[INFORMATION GIVEN]

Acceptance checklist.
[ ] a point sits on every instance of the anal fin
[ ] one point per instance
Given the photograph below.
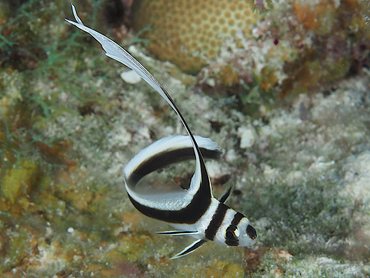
(190, 249)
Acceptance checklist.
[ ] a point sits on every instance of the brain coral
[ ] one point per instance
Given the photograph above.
(184, 31)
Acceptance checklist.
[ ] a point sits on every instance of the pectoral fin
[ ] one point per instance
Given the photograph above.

[/INFORMATION GIVEN]

_TASK DESCRIPTION_
Up to and including the last line of the listing above, copy exactly every line from the one that contains "[ ] a point sits on every instance of the pectoral" onward; leave out all others.

_WRITTEN REPLY_
[ ] a point sits on every instance of the pectoral fin
[ ] one point per instance
Given the photograph above.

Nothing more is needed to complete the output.